**What to work on**
Count every line in the records below that contains the string "pair". Report that number alone.

● ● ● ●

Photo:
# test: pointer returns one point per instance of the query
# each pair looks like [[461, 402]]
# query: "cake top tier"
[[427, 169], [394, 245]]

● ● ● ●

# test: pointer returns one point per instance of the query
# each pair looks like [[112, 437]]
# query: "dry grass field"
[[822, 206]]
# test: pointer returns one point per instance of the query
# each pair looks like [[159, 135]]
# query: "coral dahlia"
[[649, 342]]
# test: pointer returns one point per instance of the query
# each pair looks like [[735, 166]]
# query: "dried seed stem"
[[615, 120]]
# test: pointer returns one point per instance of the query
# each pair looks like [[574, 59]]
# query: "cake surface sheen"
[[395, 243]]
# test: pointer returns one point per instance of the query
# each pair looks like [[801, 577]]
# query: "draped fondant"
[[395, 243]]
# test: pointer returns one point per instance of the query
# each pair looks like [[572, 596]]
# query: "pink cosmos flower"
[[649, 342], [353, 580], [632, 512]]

● ● ● ●

**Result below**
7